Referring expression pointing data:
━━━━━━━━━━━━━━━━━━━━

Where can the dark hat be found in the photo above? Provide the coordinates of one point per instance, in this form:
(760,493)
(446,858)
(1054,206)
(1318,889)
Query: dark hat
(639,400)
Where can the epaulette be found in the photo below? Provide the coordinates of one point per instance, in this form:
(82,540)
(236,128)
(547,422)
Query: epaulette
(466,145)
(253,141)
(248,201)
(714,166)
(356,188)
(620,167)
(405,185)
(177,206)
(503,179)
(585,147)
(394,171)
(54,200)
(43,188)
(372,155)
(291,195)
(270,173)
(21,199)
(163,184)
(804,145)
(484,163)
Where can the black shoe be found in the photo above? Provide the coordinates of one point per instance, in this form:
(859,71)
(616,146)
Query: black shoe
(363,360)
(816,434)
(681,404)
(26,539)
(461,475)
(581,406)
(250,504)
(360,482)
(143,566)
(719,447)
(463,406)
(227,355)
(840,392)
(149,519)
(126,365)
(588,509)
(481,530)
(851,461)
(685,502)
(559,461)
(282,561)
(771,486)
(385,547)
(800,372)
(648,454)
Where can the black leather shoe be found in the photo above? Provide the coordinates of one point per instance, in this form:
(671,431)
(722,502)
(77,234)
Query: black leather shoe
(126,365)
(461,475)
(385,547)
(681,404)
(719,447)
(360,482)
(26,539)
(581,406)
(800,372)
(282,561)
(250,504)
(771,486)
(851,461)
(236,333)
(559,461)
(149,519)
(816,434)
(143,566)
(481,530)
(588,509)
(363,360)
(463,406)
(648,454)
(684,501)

━━━━━━━━━━━━━━━━━━━━

Instructions for the task:
Copy out every line of the entries where the string "above" shows up.

Answer space:
Where can the dark hat be found in the photo above? Provide the coordinates of one point per instance, in this form:
Where can the black shoe be found in the photo above? Provide the coordinates of one point per instance, in this form:
Where can the black leather shoe be found in the photo above? Provide the coordinates of one point per instance, in this form:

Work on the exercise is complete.